WHAT YOU WILL DO
Include in the output the line containing "of the weathered" and each subsequent line of the records, through the end, transcribed exactly. Add nothing else.

DATASET

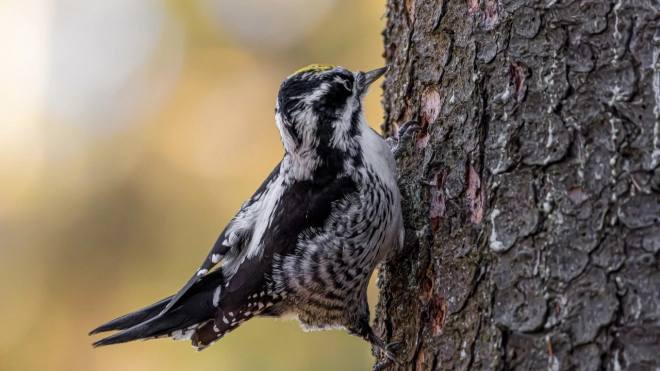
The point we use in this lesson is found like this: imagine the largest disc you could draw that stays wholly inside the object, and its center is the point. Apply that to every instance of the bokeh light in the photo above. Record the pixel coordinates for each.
(130, 132)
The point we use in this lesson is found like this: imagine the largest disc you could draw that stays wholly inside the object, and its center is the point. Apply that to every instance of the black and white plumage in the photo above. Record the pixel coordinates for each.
(309, 238)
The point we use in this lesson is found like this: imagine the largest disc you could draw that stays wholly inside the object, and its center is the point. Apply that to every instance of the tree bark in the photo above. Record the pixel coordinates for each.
(531, 191)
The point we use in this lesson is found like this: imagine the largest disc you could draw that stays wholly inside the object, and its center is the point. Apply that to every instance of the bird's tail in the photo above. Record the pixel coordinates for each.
(134, 318)
(192, 311)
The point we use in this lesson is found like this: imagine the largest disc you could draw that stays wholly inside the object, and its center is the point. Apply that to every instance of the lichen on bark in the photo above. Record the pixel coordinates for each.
(531, 192)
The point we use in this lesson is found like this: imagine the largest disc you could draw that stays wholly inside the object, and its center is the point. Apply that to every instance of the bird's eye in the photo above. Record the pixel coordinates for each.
(347, 85)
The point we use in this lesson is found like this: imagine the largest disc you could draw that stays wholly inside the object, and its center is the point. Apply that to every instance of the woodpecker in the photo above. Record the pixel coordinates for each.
(308, 240)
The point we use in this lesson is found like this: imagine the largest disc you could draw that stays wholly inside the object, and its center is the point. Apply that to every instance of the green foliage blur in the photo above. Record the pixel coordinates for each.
(130, 132)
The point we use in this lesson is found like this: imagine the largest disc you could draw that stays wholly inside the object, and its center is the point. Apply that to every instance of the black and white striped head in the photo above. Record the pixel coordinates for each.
(319, 108)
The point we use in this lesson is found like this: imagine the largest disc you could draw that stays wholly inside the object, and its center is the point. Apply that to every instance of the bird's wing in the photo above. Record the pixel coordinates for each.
(233, 236)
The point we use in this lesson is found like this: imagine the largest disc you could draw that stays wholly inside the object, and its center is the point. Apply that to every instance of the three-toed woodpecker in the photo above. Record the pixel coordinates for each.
(308, 240)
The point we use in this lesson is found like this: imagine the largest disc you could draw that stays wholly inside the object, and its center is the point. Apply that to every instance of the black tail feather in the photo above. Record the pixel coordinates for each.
(131, 319)
(155, 327)
(195, 307)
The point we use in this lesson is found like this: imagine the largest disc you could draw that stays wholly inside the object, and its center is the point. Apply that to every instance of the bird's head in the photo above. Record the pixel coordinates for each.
(319, 108)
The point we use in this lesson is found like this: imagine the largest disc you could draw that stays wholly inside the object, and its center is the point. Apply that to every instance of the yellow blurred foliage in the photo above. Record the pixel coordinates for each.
(131, 131)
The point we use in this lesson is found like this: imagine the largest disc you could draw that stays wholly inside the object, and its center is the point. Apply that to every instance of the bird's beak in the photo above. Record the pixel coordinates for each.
(369, 77)
(373, 75)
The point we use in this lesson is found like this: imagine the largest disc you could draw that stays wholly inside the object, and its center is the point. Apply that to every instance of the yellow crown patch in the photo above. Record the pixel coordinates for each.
(315, 67)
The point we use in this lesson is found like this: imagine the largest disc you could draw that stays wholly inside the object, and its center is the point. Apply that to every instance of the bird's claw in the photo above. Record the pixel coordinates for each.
(388, 351)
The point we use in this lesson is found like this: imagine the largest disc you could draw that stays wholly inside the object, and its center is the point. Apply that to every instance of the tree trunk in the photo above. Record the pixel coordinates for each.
(531, 191)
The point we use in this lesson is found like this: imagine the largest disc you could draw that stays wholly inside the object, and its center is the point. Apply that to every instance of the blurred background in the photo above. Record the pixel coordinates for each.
(130, 132)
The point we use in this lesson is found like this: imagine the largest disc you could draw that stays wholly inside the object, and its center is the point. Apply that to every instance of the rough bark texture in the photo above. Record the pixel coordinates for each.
(532, 191)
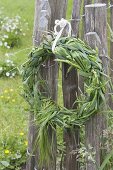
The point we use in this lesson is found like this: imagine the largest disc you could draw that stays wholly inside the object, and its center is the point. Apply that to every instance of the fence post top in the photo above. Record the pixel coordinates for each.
(96, 5)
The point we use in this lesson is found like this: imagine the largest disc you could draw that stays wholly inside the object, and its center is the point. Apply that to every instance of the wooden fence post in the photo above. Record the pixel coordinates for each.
(96, 21)
(70, 91)
(101, 1)
(111, 48)
(46, 12)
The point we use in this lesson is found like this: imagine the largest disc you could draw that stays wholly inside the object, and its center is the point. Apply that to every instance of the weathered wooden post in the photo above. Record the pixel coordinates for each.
(70, 91)
(46, 12)
(111, 47)
(96, 35)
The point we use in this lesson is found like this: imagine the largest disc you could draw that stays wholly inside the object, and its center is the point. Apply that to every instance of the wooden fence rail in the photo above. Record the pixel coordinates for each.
(95, 23)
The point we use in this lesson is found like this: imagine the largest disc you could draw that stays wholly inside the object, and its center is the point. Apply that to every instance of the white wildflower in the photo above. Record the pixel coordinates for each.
(1, 43)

WRITTEN REPLY
The point we use in this lesson is found like this: imagine the largest disc you could draw that stays wholly inside the object, and its center is the point. Apply that to every instance of the weathered wooden post in the photo above. Record the pixel coordinates for each.
(70, 91)
(46, 12)
(111, 47)
(96, 35)
The point we use in this lesson is found like this: imagine the largest disc you could draw that stays wholly inside the object, and its center is the point. Apply that to every instance of the wooden fence rail in the photo above. Record the pixel coordinates for each.
(95, 23)
The point we use in this lesson is found like this: imagine the largest disc you could draw that stays wholly inside the object, and its center is the point. Apply that to every instance of the white wildflower in the photo above. Record the pixel coordinates for each.
(1, 43)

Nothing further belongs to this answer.